Arrange the records from the line containing "Put a dot on the woman's blonde" through the line containing "[(973, 529)]" as a numbered list, omitting blank lines.

(Pointing records)

· · ·

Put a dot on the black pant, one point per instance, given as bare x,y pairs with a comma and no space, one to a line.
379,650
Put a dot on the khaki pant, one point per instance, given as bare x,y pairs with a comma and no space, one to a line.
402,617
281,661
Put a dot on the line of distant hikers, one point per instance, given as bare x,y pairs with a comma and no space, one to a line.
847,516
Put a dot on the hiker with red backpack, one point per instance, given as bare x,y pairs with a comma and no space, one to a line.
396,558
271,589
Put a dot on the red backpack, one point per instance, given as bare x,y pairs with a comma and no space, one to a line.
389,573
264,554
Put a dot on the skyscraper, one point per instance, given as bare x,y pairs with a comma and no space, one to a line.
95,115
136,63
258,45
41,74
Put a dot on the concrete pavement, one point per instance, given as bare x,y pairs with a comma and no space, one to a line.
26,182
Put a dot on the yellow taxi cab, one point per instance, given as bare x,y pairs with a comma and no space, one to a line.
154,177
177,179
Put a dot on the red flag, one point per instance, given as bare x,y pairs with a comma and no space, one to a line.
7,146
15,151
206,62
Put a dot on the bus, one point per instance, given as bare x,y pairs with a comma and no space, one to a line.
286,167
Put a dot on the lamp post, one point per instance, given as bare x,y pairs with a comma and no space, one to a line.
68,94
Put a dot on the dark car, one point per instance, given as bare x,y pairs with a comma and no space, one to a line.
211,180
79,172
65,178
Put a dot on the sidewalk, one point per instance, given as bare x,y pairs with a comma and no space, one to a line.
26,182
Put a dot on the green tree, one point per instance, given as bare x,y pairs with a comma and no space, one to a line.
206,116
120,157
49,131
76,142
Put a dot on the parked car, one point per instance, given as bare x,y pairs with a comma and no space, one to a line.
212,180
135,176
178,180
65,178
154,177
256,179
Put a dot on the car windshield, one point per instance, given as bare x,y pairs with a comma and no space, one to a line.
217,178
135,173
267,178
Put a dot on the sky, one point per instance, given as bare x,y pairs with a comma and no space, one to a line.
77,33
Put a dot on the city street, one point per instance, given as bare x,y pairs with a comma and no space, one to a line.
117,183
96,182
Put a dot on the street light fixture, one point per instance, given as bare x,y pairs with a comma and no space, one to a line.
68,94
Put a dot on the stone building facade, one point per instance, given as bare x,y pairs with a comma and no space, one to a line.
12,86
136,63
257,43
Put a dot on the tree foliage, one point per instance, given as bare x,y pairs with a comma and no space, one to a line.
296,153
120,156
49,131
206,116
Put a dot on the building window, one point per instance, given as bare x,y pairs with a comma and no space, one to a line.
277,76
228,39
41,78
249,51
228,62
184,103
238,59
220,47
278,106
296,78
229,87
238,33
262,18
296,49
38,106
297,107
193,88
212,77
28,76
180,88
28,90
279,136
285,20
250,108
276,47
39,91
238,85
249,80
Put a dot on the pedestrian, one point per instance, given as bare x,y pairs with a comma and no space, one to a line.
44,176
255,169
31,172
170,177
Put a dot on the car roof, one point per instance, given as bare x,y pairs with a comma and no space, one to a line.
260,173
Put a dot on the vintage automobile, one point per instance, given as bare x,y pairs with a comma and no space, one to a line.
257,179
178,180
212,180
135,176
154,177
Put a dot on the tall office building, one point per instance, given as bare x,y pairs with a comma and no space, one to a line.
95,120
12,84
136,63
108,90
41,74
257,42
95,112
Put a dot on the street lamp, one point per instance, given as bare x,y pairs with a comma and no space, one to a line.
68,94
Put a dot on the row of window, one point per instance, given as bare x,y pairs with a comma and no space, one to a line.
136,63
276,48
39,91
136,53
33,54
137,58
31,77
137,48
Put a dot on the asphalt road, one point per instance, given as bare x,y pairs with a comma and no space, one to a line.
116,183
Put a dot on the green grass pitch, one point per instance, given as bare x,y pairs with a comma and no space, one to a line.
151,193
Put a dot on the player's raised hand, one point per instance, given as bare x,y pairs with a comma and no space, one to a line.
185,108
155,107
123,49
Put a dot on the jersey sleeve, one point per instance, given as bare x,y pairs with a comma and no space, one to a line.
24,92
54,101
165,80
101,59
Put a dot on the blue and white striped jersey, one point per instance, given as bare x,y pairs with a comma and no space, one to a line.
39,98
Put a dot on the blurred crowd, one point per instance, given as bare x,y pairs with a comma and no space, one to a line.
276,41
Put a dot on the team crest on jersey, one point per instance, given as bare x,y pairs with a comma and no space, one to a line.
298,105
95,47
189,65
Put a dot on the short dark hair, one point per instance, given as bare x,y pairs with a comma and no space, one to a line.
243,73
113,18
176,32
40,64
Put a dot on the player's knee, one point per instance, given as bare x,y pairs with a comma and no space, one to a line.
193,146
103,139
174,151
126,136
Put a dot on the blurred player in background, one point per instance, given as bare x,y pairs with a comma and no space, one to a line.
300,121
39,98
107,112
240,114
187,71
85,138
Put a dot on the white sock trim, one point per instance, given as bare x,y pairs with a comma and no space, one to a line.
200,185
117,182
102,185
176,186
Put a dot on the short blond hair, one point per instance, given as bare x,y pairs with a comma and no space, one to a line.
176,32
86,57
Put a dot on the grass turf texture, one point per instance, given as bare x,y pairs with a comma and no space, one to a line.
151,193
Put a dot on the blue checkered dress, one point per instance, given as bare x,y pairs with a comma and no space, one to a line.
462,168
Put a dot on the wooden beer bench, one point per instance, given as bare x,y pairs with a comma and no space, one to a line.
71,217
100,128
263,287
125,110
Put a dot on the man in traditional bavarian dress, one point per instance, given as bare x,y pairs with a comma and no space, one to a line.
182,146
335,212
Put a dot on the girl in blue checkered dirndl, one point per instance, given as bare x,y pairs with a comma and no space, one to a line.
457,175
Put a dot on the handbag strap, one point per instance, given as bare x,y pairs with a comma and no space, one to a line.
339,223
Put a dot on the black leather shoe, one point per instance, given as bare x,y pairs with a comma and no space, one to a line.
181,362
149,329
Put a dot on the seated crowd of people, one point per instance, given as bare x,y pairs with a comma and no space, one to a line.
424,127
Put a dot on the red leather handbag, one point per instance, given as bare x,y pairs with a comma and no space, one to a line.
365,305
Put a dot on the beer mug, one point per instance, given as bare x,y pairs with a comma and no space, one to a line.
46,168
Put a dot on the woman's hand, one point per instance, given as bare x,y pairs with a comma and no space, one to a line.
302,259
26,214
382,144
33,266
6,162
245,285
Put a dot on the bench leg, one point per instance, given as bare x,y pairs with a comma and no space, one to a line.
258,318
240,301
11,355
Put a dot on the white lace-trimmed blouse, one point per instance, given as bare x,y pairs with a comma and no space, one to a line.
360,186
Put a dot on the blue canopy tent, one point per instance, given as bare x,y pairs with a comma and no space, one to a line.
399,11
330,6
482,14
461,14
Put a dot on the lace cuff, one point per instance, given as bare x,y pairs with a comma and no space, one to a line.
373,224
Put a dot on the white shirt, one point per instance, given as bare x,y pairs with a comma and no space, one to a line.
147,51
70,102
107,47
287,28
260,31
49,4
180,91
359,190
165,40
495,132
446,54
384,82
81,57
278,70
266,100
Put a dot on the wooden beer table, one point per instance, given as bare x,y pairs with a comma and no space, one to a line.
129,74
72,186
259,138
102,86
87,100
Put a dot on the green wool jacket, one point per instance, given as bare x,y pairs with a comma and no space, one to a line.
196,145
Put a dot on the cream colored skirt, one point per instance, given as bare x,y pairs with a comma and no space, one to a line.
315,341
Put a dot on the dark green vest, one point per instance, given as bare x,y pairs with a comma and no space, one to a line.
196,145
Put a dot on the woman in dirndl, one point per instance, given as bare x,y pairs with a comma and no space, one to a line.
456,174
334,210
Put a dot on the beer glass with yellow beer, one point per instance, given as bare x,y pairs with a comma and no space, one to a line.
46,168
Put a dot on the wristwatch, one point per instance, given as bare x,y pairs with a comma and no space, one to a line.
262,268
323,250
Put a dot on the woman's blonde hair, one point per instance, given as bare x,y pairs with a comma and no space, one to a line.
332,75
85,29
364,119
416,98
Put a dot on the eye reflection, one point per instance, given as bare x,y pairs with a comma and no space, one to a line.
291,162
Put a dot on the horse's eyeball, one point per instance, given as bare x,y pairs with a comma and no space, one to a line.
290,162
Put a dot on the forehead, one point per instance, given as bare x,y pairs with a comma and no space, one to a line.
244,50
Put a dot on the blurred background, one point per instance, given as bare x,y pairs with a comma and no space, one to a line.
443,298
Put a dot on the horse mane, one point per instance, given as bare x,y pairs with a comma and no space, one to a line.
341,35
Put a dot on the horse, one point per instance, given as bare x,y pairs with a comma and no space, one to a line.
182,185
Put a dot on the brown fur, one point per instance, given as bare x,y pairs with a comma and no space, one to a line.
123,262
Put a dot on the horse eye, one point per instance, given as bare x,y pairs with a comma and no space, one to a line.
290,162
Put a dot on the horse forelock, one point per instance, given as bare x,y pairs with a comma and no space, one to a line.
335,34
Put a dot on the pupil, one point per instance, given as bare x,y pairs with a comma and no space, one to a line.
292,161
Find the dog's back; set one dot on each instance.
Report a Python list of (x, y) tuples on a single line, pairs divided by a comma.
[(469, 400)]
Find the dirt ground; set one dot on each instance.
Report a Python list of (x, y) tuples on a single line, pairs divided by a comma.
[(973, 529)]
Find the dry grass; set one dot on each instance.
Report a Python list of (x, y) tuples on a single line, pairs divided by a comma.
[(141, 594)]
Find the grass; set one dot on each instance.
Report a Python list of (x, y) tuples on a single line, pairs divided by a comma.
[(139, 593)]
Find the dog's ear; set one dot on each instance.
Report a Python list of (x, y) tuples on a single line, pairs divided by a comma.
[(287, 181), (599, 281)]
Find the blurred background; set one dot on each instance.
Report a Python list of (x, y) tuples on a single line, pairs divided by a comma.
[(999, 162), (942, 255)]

· · ·

ANSWER IN FULL:
1. Put a dot on the woman's blonde hair, one point per instance, given as bare x,y pairs with a comma and no space, one to a line.
2. 332,75
3. 85,29
4. 364,119
5. 416,98
6. Put a dot on the eye reflection, one point per instance, given as bare x,y pairs with a comma and no space, one to a line.
7. 291,162
8. Put a dot on the horse's eyeball, one point per instance, given as bare x,y pairs with a comma and no space, one to a line.
9. 290,162
10. Put a dot on the forehead, one point per instance, given as bare x,y pairs with a comma and no space, one to a line.
11. 244,50
12. Put a dot on the blurred background, one point per instance, given as bare x,y pairs with a comma and no space, one to a line.
13. 443,298
14. Put a dot on the horse mane, one point per instance, given as bare x,y pairs with a comma and no space, one to a line.
15. 341,35
16. Put a dot on the horse, one point per instance, given as bare x,y pairs with a comma and no space, one to a line.
17. 182,185
18. Put a dot on the brown fur, one point per instance, given as bare x,y pairs with a comma and no space, one to a line.
19. 123,262
20. Put a dot on the horse eye, one point per instance, given as bare x,y pairs with a comma and no space, one to a line.
21. 290,162
22. Put a dot on the horse forelock, one point per instance, given as bare x,y pairs with a comma and no space, one to a line.
23. 335,34
24. Put a dot on the pupil, one point per instance, given as bare x,y pairs with a comma and no space, one to a line.
25. 292,161
26. Find the dog's back; set one dot on each instance.
27. Report a Python list of (x, y) tuples on a single line, pairs divided by a comma.
28. [(469, 400)]
29. Find the dirt ground; set one dot on each instance.
30. Report a Python list of (x, y) tuples on a single line, pairs divided by a comma.
31. [(973, 529)]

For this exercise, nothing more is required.